(Dataset excerpt)
^^^^^^^^

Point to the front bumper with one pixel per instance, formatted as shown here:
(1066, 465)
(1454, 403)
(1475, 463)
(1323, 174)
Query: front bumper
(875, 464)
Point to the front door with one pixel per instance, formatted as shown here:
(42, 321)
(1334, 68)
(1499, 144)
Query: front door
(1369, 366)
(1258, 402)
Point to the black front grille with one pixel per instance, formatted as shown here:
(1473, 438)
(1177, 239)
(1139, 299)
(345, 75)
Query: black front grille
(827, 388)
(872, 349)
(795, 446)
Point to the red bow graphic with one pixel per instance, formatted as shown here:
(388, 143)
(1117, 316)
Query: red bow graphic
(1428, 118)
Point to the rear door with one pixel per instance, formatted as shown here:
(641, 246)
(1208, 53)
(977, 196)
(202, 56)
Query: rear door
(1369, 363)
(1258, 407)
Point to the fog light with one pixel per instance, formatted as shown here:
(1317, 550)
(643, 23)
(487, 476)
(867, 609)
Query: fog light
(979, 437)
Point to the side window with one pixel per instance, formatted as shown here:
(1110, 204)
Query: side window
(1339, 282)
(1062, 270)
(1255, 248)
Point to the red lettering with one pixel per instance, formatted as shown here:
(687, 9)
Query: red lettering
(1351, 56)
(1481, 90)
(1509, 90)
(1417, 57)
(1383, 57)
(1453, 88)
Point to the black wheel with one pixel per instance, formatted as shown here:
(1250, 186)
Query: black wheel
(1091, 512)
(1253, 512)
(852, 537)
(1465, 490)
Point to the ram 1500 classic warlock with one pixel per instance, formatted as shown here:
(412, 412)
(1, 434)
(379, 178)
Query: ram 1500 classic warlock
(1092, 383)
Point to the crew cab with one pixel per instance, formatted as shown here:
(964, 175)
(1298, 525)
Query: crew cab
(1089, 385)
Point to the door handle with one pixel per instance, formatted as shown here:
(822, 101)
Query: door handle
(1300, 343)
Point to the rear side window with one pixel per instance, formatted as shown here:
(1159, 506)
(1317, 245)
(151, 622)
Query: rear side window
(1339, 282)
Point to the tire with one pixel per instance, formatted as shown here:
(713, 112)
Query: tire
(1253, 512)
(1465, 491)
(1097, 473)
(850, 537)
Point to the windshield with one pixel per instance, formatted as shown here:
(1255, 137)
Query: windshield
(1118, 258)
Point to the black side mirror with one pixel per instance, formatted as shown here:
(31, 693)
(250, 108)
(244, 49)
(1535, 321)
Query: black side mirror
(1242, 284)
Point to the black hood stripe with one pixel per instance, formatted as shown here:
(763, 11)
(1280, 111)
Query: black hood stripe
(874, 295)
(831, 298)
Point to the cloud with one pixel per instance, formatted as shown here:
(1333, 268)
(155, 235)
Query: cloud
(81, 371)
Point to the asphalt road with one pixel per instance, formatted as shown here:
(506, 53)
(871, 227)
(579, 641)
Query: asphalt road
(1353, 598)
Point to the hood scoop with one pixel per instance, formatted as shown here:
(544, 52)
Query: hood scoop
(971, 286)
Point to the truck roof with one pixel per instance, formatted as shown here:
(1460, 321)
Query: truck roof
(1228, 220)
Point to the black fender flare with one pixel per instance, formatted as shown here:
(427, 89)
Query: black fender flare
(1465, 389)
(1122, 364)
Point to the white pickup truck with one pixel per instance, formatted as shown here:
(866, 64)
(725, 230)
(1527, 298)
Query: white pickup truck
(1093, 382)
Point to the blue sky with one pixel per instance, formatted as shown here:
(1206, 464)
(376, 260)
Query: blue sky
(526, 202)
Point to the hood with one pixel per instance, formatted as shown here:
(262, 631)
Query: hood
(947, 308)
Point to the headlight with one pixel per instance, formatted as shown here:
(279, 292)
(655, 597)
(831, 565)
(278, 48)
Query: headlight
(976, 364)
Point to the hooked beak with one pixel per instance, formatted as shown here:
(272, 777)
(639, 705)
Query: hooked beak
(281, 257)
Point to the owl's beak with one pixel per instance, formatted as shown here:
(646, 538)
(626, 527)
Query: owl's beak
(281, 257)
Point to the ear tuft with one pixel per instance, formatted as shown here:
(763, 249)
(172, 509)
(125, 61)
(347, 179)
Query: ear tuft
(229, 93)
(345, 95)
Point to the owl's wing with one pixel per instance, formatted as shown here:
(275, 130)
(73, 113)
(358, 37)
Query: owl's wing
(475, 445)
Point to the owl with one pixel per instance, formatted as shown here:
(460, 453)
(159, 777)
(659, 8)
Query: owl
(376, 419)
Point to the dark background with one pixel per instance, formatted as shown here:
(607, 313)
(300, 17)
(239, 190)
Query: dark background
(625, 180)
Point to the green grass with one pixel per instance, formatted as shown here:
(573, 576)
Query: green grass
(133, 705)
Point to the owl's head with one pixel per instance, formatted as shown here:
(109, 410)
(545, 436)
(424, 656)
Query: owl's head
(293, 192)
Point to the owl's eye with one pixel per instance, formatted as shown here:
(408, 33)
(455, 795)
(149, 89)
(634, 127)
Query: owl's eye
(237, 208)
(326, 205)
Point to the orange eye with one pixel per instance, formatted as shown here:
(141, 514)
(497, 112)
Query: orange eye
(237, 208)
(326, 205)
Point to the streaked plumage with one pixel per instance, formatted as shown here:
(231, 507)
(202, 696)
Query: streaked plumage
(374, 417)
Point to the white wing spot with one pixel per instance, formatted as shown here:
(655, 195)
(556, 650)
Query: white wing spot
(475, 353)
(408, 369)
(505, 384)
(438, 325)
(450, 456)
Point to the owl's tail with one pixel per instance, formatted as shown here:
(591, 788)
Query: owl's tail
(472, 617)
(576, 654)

^^^^^^^^

What you have to do: Extract every line from the one containing "Point to the ear" to the end of the entries, including both of those lines, exactly as given and with nothing added.

Task output:
Point to the ear tuft with one pixel per instance, formatted as shown here:
(763, 249)
(172, 509)
(125, 61)
(347, 179)
Query: ear tuft
(229, 93)
(345, 95)
Point to the owl's wing with one pixel per instance, formatted as shown here:
(275, 130)
(73, 113)
(358, 37)
Query: owl's wing
(475, 445)
Point to the owl with one pixel per instance, formatted as shown here:
(460, 453)
(159, 777)
(659, 8)
Query: owl
(376, 419)
Point to the dark background with one pixel per instance, formatted as shown here:
(607, 313)
(300, 17)
(239, 190)
Query: dark background
(625, 180)
Point to the green grass with one pixel per instance, formatted as shown here:
(573, 576)
Query: green grass
(133, 705)
Point to the owl's head with one pixel per instance, formatted as shown here:
(109, 410)
(545, 436)
(424, 656)
Query: owl's head
(293, 192)
Point to the owl's eye with one pixel per instance, formatted as shown here:
(408, 33)
(455, 795)
(149, 89)
(634, 127)
Query: owl's eye
(237, 208)
(326, 205)
Point to the orange eye with one pixel per instance, formatted as shown here:
(141, 514)
(497, 112)
Query: orange eye
(237, 208)
(326, 205)
Point to the streaked plumage with one pixel per instance, formatted as shown here:
(231, 507)
(202, 696)
Query: streaked plumage
(374, 417)
Point to the white wing spot with one pixel per instance, formatted as shown here:
(655, 195)
(556, 650)
Query: white wing spot
(475, 353)
(408, 369)
(505, 384)
(438, 325)
(450, 456)
Point to the owl's tail with one pixel per instance, formatted as shown here:
(591, 788)
Query: owl's tail
(472, 617)
(576, 654)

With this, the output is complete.